Page:
--

Mr Albanese Goes to Washington, and all is well with the world?
Well, not quite. We may have the possibility of some submarines and some certainty about digging up our rare earths, but we don’t have “the most ambitious exhibition of First Nations Australian art that has ever been seen overseas”. For the exhibition with the intriguing title, The Stars We Do Not See, was due to open in Washington last weekend in the capital’s National Art Gallery, only to suffer from the disfunction of the US political process which has meant that all national organisations are shut down until Congress can agree to vote them the money to keep going.
Very frustrating for the National Gallery of Victoria people who announced this mighty project last September, had delivered it to the Gallery, had produced a catalogue, and organised all sorts of opening events – only to have to retire back to Melbourne. For curator, Myles Russell-Cook, “It was definitely a difficult task trying to capture such an expansive collection and story”.

--

Collected material:
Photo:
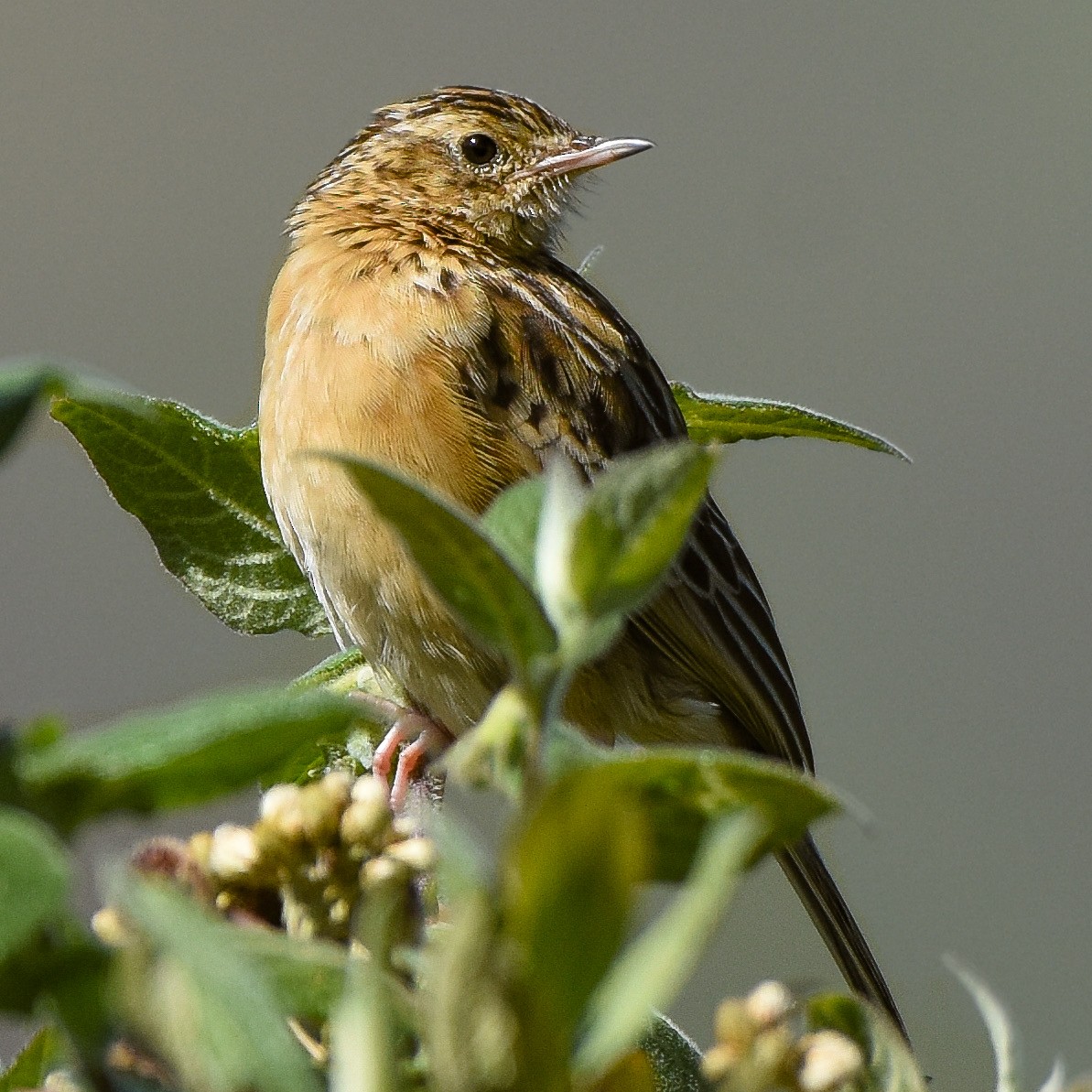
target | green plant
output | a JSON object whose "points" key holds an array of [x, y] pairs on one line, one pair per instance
{"points": [[220, 963]]}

--

Exercise tasks:
• 1. Translate this sentence from the article about the First Nations art exhibition into Spanish: "For curator, Myles Russell-Cook, “It was definitely a difficult task trying to capture such an expansive collection and story”."
• 2. Pick up the article about the First Nations art exhibition shut out of Washington and continue it from the point where it stops.

Responses in order:
• 1. Para el curador Myles Russell-Cook, «sin duda fue una tarea difícil intentar abarcar una colección y una historia tan amplias».

• 2.
I wonder whether Albo timed his visit to gain kudos from this art? For, with 200 artworks by more than 85 Aboriginal and Torres Strait Islander artists, the hype is almost all true. Mind you, I do wonder whether “everything in the show is a total masterpiece,” as claimed by Russell-Cook, who was Senior Curator of First Nations and Australian Art at the NGV when the show was conceived and developed.
So, a burn through the related book is interesting. An enthusiasm for necklaces, the Lajamanu community’s art output, and artworks by the likes of Willy Jolpa, Marilyn Nicholls, Fred Jigili and Charlie Djurritjini certainly pushed the boundaries of my familiarity. The suggestion that Nyapanyapa Yunupingu might be “one of Australia’s greatest painters” would certainly upset Christopher Allen at The Australian. And then there is the hero image that forms the cover of the book – Kunmanara (Waywiria) Burton’s late-life ink patterns that may match the core of her once-brilliant paintings, but seem to me to lack context in such prominent placement and don’t really do anything to explain the mysteries of her minyma mingkiri tjuta: the tiny, delicate but resilient female desert mice that give birth to generations, and, as bearers of the miracle of life, are inextricably connected to “women’s business”.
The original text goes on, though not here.